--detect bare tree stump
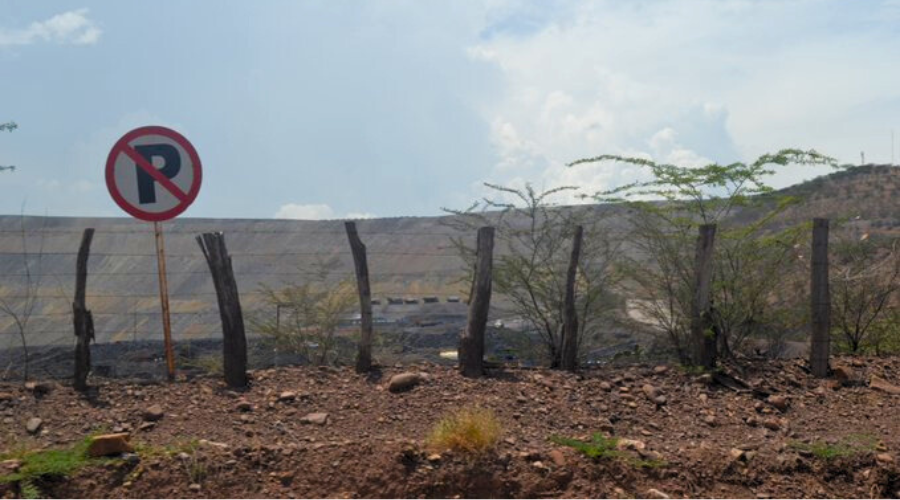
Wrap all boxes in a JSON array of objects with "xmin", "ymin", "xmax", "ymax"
[
  {"xmin": 344, "ymin": 221, "xmax": 372, "ymax": 373},
  {"xmin": 72, "ymin": 227, "xmax": 94, "ymax": 392},
  {"xmin": 459, "ymin": 227, "xmax": 494, "ymax": 377},
  {"xmin": 197, "ymin": 233, "xmax": 247, "ymax": 388},
  {"xmin": 809, "ymin": 219, "xmax": 831, "ymax": 378},
  {"xmin": 559, "ymin": 226, "xmax": 584, "ymax": 371},
  {"xmin": 691, "ymin": 224, "xmax": 718, "ymax": 368}
]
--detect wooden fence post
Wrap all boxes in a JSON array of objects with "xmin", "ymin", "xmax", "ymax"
[
  {"xmin": 72, "ymin": 227, "xmax": 94, "ymax": 392},
  {"xmin": 691, "ymin": 224, "xmax": 718, "ymax": 368},
  {"xmin": 344, "ymin": 221, "xmax": 372, "ymax": 373},
  {"xmin": 197, "ymin": 233, "xmax": 247, "ymax": 388},
  {"xmin": 459, "ymin": 227, "xmax": 494, "ymax": 377},
  {"xmin": 809, "ymin": 219, "xmax": 831, "ymax": 378},
  {"xmin": 559, "ymin": 226, "xmax": 584, "ymax": 372}
]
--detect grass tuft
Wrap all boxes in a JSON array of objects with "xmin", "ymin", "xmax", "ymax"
[
  {"xmin": 789, "ymin": 434, "xmax": 877, "ymax": 460},
  {"xmin": 428, "ymin": 407, "xmax": 501, "ymax": 454}
]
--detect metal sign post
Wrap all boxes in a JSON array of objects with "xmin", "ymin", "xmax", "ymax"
[
  {"xmin": 106, "ymin": 126, "xmax": 202, "ymax": 381},
  {"xmin": 153, "ymin": 222, "xmax": 175, "ymax": 382}
]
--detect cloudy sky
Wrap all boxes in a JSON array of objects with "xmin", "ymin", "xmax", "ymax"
[{"xmin": 0, "ymin": 0, "xmax": 900, "ymax": 218}]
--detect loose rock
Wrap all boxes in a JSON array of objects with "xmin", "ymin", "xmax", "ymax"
[
  {"xmin": 766, "ymin": 394, "xmax": 788, "ymax": 412},
  {"xmin": 388, "ymin": 372, "xmax": 422, "ymax": 393},
  {"xmin": 832, "ymin": 365, "xmax": 855, "ymax": 382},
  {"xmin": 300, "ymin": 413, "xmax": 328, "ymax": 425},
  {"xmin": 548, "ymin": 450, "xmax": 566, "ymax": 469},
  {"xmin": 88, "ymin": 432, "xmax": 134, "ymax": 458},
  {"xmin": 25, "ymin": 417, "xmax": 44, "ymax": 434},
  {"xmin": 143, "ymin": 405, "xmax": 166, "ymax": 422},
  {"xmin": 647, "ymin": 488, "xmax": 671, "ymax": 498},
  {"xmin": 869, "ymin": 375, "xmax": 900, "ymax": 395}
]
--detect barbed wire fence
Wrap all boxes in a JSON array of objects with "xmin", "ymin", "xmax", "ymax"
[{"xmin": 0, "ymin": 227, "xmax": 500, "ymax": 379}]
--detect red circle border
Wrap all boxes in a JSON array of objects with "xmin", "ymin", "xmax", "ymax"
[{"xmin": 106, "ymin": 125, "xmax": 203, "ymax": 222}]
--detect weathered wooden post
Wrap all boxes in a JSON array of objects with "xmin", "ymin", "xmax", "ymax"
[
  {"xmin": 809, "ymin": 219, "xmax": 831, "ymax": 378},
  {"xmin": 691, "ymin": 224, "xmax": 718, "ymax": 368},
  {"xmin": 459, "ymin": 227, "xmax": 494, "ymax": 377},
  {"xmin": 72, "ymin": 227, "xmax": 94, "ymax": 392},
  {"xmin": 559, "ymin": 226, "xmax": 584, "ymax": 371},
  {"xmin": 197, "ymin": 233, "xmax": 247, "ymax": 388},
  {"xmin": 344, "ymin": 221, "xmax": 372, "ymax": 373}
]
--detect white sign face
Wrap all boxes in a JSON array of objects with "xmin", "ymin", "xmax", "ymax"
[{"xmin": 106, "ymin": 127, "xmax": 202, "ymax": 221}]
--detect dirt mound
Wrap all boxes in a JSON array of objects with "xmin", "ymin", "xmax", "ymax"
[{"xmin": 0, "ymin": 358, "xmax": 900, "ymax": 498}]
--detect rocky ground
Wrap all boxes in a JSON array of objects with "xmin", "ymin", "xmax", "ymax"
[{"xmin": 0, "ymin": 358, "xmax": 900, "ymax": 498}]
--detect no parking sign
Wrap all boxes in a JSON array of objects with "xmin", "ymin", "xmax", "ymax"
[
  {"xmin": 106, "ymin": 126, "xmax": 203, "ymax": 380},
  {"xmin": 106, "ymin": 126, "xmax": 203, "ymax": 222}
]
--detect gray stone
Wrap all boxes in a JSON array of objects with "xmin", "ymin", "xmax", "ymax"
[{"xmin": 388, "ymin": 372, "xmax": 422, "ymax": 393}]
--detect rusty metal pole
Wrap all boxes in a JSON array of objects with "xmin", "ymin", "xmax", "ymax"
[{"xmin": 153, "ymin": 222, "xmax": 175, "ymax": 382}]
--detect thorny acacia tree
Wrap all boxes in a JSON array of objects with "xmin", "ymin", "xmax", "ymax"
[
  {"xmin": 251, "ymin": 263, "xmax": 359, "ymax": 365},
  {"xmin": 831, "ymin": 234, "xmax": 900, "ymax": 353},
  {"xmin": 570, "ymin": 149, "xmax": 835, "ymax": 364},
  {"xmin": 0, "ymin": 215, "xmax": 44, "ymax": 381},
  {"xmin": 444, "ymin": 184, "xmax": 618, "ymax": 368}
]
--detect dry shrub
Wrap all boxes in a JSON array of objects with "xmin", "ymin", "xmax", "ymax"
[{"xmin": 428, "ymin": 407, "xmax": 501, "ymax": 454}]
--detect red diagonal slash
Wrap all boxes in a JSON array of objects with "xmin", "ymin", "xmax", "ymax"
[{"xmin": 119, "ymin": 146, "xmax": 187, "ymax": 202}]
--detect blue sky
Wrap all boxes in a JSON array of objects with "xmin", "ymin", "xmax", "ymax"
[{"xmin": 0, "ymin": 0, "xmax": 900, "ymax": 218}]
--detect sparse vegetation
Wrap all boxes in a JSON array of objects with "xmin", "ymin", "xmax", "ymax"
[
  {"xmin": 550, "ymin": 432, "xmax": 622, "ymax": 460},
  {"xmin": 570, "ymin": 149, "xmax": 835, "ymax": 366},
  {"xmin": 831, "ymin": 232, "xmax": 900, "ymax": 353},
  {"xmin": 443, "ymin": 184, "xmax": 620, "ymax": 368},
  {"xmin": 179, "ymin": 354, "xmax": 225, "ymax": 376},
  {"xmin": 251, "ymin": 262, "xmax": 359, "ymax": 365},
  {"xmin": 427, "ymin": 407, "xmax": 501, "ymax": 455},
  {"xmin": 0, "ymin": 438, "xmax": 114, "ymax": 498}
]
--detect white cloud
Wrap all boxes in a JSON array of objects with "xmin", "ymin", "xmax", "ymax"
[
  {"xmin": 0, "ymin": 9, "xmax": 103, "ymax": 47},
  {"xmin": 466, "ymin": 0, "xmax": 900, "ymax": 201},
  {"xmin": 275, "ymin": 203, "xmax": 375, "ymax": 220}
]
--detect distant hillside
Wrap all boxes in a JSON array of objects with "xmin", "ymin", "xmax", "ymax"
[{"xmin": 0, "ymin": 165, "xmax": 900, "ymax": 348}]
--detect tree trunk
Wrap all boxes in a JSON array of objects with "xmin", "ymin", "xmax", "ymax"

******************************

Rewrite the listing above, substituting "Enclose" for every occurrence of "Wrap" and leaving everything else unchanged. Leave the pictures out.

_RESPONSE TO THE EXERCISE:_
--detect bare tree stump
Enclose all boxes in a JSON array of objects with "xmin", "ymin", "xmax", "ymax"
[
  {"xmin": 344, "ymin": 221, "xmax": 372, "ymax": 373},
  {"xmin": 72, "ymin": 227, "xmax": 94, "ymax": 392},
  {"xmin": 459, "ymin": 227, "xmax": 494, "ymax": 377},
  {"xmin": 197, "ymin": 233, "xmax": 247, "ymax": 388},
  {"xmin": 809, "ymin": 219, "xmax": 831, "ymax": 378},
  {"xmin": 559, "ymin": 226, "xmax": 584, "ymax": 371},
  {"xmin": 691, "ymin": 224, "xmax": 718, "ymax": 368}
]
--detect wooden fence post
Enclose all boxes in a JSON array of objects with "xmin", "ymin", "xmax", "ymax"
[
  {"xmin": 72, "ymin": 227, "xmax": 94, "ymax": 392},
  {"xmin": 691, "ymin": 224, "xmax": 718, "ymax": 368},
  {"xmin": 344, "ymin": 221, "xmax": 372, "ymax": 373},
  {"xmin": 197, "ymin": 233, "xmax": 247, "ymax": 388},
  {"xmin": 459, "ymin": 227, "xmax": 494, "ymax": 377},
  {"xmin": 809, "ymin": 219, "xmax": 831, "ymax": 378},
  {"xmin": 559, "ymin": 226, "xmax": 584, "ymax": 372}
]
--detect grass tuft
Enclose all boxes in a JSON array of objects with "xmin", "ymin", "xmax", "ymax"
[
  {"xmin": 789, "ymin": 434, "xmax": 877, "ymax": 460},
  {"xmin": 428, "ymin": 407, "xmax": 501, "ymax": 454}
]
--detect metal sign post
Enclose all boxes in a JSON array of objects with "xmin", "ymin", "xmax", "ymax"
[
  {"xmin": 106, "ymin": 126, "xmax": 202, "ymax": 381},
  {"xmin": 153, "ymin": 222, "xmax": 175, "ymax": 382}
]
--detect cloudy sky
Enclose all boxes in a JSON array of objects with "xmin", "ymin", "xmax", "ymax"
[{"xmin": 0, "ymin": 0, "xmax": 900, "ymax": 218}]
--detect loose rock
Enclose all boxes in a JSON array of objects with "xmin", "ymin", "xmax", "ymax"
[
  {"xmin": 766, "ymin": 394, "xmax": 788, "ymax": 412},
  {"xmin": 388, "ymin": 372, "xmax": 422, "ymax": 393},
  {"xmin": 832, "ymin": 365, "xmax": 855, "ymax": 382},
  {"xmin": 300, "ymin": 413, "xmax": 328, "ymax": 425},
  {"xmin": 548, "ymin": 450, "xmax": 566, "ymax": 469},
  {"xmin": 88, "ymin": 432, "xmax": 134, "ymax": 458},
  {"xmin": 25, "ymin": 417, "xmax": 44, "ymax": 434},
  {"xmin": 143, "ymin": 405, "xmax": 166, "ymax": 422},
  {"xmin": 647, "ymin": 488, "xmax": 671, "ymax": 498},
  {"xmin": 869, "ymin": 375, "xmax": 900, "ymax": 395}
]
--detect barbed wire fence
Enclose all boxes in a JSON array of objects with "xmin", "ymin", "xmax", "ymax"
[{"xmin": 0, "ymin": 227, "xmax": 500, "ymax": 379}]
--detect red circle border
Enclose all boxes in a JSON array of objects with "xmin", "ymin", "xmax", "ymax"
[{"xmin": 106, "ymin": 125, "xmax": 203, "ymax": 222}]
--detect weathered wooden post
Enclose all boxes in a JSON array of objects with "xmin", "ymin", "xmax", "ymax"
[
  {"xmin": 809, "ymin": 219, "xmax": 831, "ymax": 378},
  {"xmin": 691, "ymin": 224, "xmax": 718, "ymax": 368},
  {"xmin": 459, "ymin": 227, "xmax": 494, "ymax": 377},
  {"xmin": 72, "ymin": 227, "xmax": 94, "ymax": 392},
  {"xmin": 559, "ymin": 226, "xmax": 584, "ymax": 371},
  {"xmin": 197, "ymin": 233, "xmax": 247, "ymax": 388},
  {"xmin": 344, "ymin": 221, "xmax": 372, "ymax": 373}
]
--detect white sign face
Enclose all boxes in a JSON array of objects with "xmin", "ymin", "xmax", "ymax"
[{"xmin": 106, "ymin": 127, "xmax": 202, "ymax": 221}]
--detect dirt mound
Enclose all boxes in a JSON array of objects with "xmin", "ymin", "xmax", "ymax"
[{"xmin": 0, "ymin": 358, "xmax": 900, "ymax": 498}]
--detect rocky ground
Enclose all boxes in a JSON array of objects with "xmin", "ymin", "xmax", "ymax"
[{"xmin": 0, "ymin": 358, "xmax": 900, "ymax": 498}]
--detect no parking sign
Enclose all boxes in a JSON array of objects with "xmin", "ymin", "xmax", "ymax"
[
  {"xmin": 106, "ymin": 126, "xmax": 203, "ymax": 380},
  {"xmin": 106, "ymin": 126, "xmax": 203, "ymax": 222}
]
--detect gray stone
Enclose all boxes in a JSON array of objects with "xmin", "ymin", "xmax", "ymax"
[{"xmin": 388, "ymin": 372, "xmax": 422, "ymax": 393}]
--detect rusty metal pole
Enclose all boxes in a JSON array of objects with "xmin", "ymin", "xmax", "ymax"
[{"xmin": 153, "ymin": 222, "xmax": 175, "ymax": 382}]
--detect thorny acacia tree
Enclose all boxes in a JSON array of objects with "xmin", "ymin", "xmax", "ymax"
[
  {"xmin": 251, "ymin": 263, "xmax": 359, "ymax": 365},
  {"xmin": 831, "ymin": 234, "xmax": 900, "ymax": 353},
  {"xmin": 570, "ymin": 149, "xmax": 835, "ymax": 364},
  {"xmin": 0, "ymin": 215, "xmax": 44, "ymax": 381},
  {"xmin": 444, "ymin": 184, "xmax": 618, "ymax": 368}
]
--detect dry shrub
Enclose all boxes in a JSON array of objects with "xmin", "ymin", "xmax", "ymax"
[{"xmin": 428, "ymin": 407, "xmax": 501, "ymax": 454}]
--detect red diagonal slash
Enclose all boxes in a JSON array of objects with "xmin", "ymin", "xmax", "ymax"
[{"xmin": 119, "ymin": 146, "xmax": 187, "ymax": 202}]
--detect blue sky
Enclose all boxes in a JSON array of objects with "xmin", "ymin", "xmax", "ymax"
[{"xmin": 0, "ymin": 0, "xmax": 900, "ymax": 218}]
--detect sparse vegetation
Enclose all boxes in a JSON array of objects with "xmin", "ymin", "xmax", "ymax"
[
  {"xmin": 550, "ymin": 432, "xmax": 622, "ymax": 460},
  {"xmin": 570, "ymin": 149, "xmax": 835, "ymax": 366},
  {"xmin": 831, "ymin": 232, "xmax": 900, "ymax": 353},
  {"xmin": 443, "ymin": 184, "xmax": 620, "ymax": 368},
  {"xmin": 179, "ymin": 354, "xmax": 225, "ymax": 376},
  {"xmin": 251, "ymin": 262, "xmax": 359, "ymax": 365},
  {"xmin": 427, "ymin": 407, "xmax": 501, "ymax": 455},
  {"xmin": 0, "ymin": 438, "xmax": 114, "ymax": 498}
]
--detect white cloud
Enclose all boxes in a JSON array of objects with "xmin", "ymin", "xmax", "ymax"
[
  {"xmin": 0, "ymin": 9, "xmax": 103, "ymax": 47},
  {"xmin": 466, "ymin": 0, "xmax": 900, "ymax": 201},
  {"xmin": 275, "ymin": 203, "xmax": 375, "ymax": 220}
]
--detect distant hillside
Enclose all boxes in a JSON array of objects with "xmin", "ymin", "xmax", "ymax"
[{"xmin": 0, "ymin": 165, "xmax": 900, "ymax": 348}]
--detect tree trunk
Enclose all boxes in a JSON array of objects with "xmin", "ymin", "xmax", "ymax"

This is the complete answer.